* **Data provided**:
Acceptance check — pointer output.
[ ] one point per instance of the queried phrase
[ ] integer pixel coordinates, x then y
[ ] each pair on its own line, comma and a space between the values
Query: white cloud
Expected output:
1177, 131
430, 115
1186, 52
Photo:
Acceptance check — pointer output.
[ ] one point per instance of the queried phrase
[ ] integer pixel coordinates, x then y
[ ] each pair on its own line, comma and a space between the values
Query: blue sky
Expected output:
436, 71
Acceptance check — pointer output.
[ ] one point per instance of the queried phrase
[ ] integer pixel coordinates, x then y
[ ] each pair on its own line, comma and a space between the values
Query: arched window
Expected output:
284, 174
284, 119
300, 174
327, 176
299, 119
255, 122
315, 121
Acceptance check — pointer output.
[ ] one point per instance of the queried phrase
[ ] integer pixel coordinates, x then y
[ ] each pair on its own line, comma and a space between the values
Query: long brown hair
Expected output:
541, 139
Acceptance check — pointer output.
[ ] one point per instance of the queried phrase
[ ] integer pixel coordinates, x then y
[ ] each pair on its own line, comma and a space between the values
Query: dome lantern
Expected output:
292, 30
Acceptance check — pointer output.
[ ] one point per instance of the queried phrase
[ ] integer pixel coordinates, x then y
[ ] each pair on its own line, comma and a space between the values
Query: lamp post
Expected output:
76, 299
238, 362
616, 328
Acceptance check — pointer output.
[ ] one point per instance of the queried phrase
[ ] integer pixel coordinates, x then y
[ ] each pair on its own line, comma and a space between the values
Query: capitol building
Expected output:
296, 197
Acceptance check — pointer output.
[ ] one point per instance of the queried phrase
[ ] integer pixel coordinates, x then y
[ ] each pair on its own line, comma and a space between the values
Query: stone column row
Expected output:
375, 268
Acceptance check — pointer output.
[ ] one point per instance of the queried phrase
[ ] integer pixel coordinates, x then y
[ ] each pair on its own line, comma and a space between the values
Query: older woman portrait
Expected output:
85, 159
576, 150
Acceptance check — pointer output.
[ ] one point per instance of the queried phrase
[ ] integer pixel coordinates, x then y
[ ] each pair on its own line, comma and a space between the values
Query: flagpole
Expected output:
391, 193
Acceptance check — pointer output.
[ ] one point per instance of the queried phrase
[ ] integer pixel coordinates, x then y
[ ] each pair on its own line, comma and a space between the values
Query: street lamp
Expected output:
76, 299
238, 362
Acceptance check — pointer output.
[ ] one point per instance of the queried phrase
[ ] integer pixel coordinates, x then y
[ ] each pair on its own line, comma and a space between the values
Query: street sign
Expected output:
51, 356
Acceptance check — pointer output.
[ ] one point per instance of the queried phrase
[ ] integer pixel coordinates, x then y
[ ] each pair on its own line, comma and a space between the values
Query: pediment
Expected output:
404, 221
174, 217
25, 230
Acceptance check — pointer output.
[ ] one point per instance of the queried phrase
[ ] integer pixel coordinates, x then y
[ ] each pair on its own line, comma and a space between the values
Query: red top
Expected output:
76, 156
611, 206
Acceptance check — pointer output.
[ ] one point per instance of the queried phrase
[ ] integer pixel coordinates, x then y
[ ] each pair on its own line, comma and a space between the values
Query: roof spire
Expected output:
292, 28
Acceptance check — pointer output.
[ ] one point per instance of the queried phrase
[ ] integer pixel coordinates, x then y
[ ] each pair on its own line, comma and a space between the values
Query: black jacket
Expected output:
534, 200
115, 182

* **Task requirements**: Exactly reproduce every line found in the records.

* **Exercise answer**:
Acceptance check — pointer output.
[ ] one point per instance of the queried phrase
[ ] integer pixel coordinates, x then y
[ ] each pair on its own line, comma and a space between the values
Query: white cloud
Expected output:
1177, 131
430, 115
1186, 52
Photo:
Acceptance check — pointer output.
[ ] one point per instance of the queried phrase
[ ] integer pixel coordinates, x then y
[ ] each pair on its own line, comma and a space between the values
Query: blue sky
Expected output:
436, 71
Acceptance check — pointer output.
[ ] one point per instance of the queried phrase
[ ] integer pixel coordinates, x then y
[ ] each pair on its own line, comma and a space between the values
Query: arched window
Expected output:
284, 174
284, 119
300, 174
327, 176
299, 119
255, 122
315, 121
Acceptance check — pointer output.
[ ] one point per instance of the queried phrase
[ ] integer pixel coordinates, x then y
[ ] each pair on its own line, comma and a space between the values
Query: long brown hair
Expected output:
541, 139
Acceptance check — pointer output.
[ ] one point per instance of the queried phrase
[ ] integer pixel coordinates, x then y
[ ] each pair on its own line, comma and a space between the values
Query: dome lantern
Expected output:
292, 30
Acceptance check — pointer output.
[ ] one point per instance of the queried phrase
[ ] integer pixel coordinates, x then y
[ ] each pair on its own line, comma and a space between the values
Query: lamp post
Expected output:
76, 299
238, 362
616, 328
Acceptance check — pointer output.
[ ] one point per instance of the queried phrase
[ ] integer pixel coordinates, x then y
[ ] each pair on its own line, comma and a space between the values
Query: capitol building
Expected output:
296, 197
Acceptance check — pointer output.
[ ] one point per instance of the queried phrase
[ ] integer pixel coordinates, x then y
[ ] each pair on its own line, comma and a space between the values
Query: stone column row
Expected output:
375, 268
Acceptance check — pointer output.
[ ] one point per instance of the queried phrase
[ ] integer pixel coordinates, x then y
[ ] each pair on its own line, comma and a space between the values
Query: older woman portrait
Expected output:
85, 159
576, 150
Acceptance check — pointer output.
[ ] one point per instance of the queried phrase
[ ] integer pixel coordinates, x then y
[ ] each pair on its own line, comma and a space between the values
Query: flagpole
Expected output:
391, 193
Acceptance check — pointer output.
[ ] one point per instance of the queried phrase
[ ] integer pixel coordinates, x then y
[ ] each pair on its own line, comma and a space between the values
Query: street lamp
Expected output:
76, 299
238, 362
Acceptance check — pointer output.
[ ] one point per instance of the queried phrase
[ ] integer pixel coordinates, x then y
[ ] each pair on its own line, comma and a space between the values
Query: street sign
Expected output:
51, 356
Acceptance check — pointer output.
[ ] one point per instance of the queried phrase
[ ] integer pixel coordinates, x then y
[ ] each pair on its own line, comma and a space between the values
Query: pediment
Expected output:
404, 221
174, 217
25, 230
Acceptance check — pointer output.
[ ] one point per instance of the queried phrase
[ ] integer pixel coordinates, x then y
[ ] each pair on its own line, comma and a space between the values
Query: red top
Expected output:
76, 156
611, 206
Acceptance check — pointer output.
[ ] one point per instance of the queried phrase
[ ] integer pixel coordinates, x then y
[ ] each pair on its own line, comma and a space between the values
Query: roof spire
Expected output:
292, 28
Acceptance check — pointer output.
[ ] one point per instance of the queried phrase
[ ] integer pixel coordinates, x then y
[ ] each pair on its own line, comma and a space between the values
Query: black jacket
Expected output:
534, 200
115, 182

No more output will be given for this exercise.